## Problem to work on
Update the rows below so that every occurrence of "railing on hill" reads "fence on hill", and leave everything else as it is.

* start The data *

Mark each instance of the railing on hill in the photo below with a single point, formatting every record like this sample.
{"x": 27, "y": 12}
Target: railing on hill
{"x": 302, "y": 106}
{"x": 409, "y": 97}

* end The data *

## Solution to the exercise
Mark each instance of the fence on hill in the photo below with a single point, formatting every record like this sample.
{"x": 27, "y": 12}
Target: fence on hill
{"x": 302, "y": 106}
{"x": 409, "y": 97}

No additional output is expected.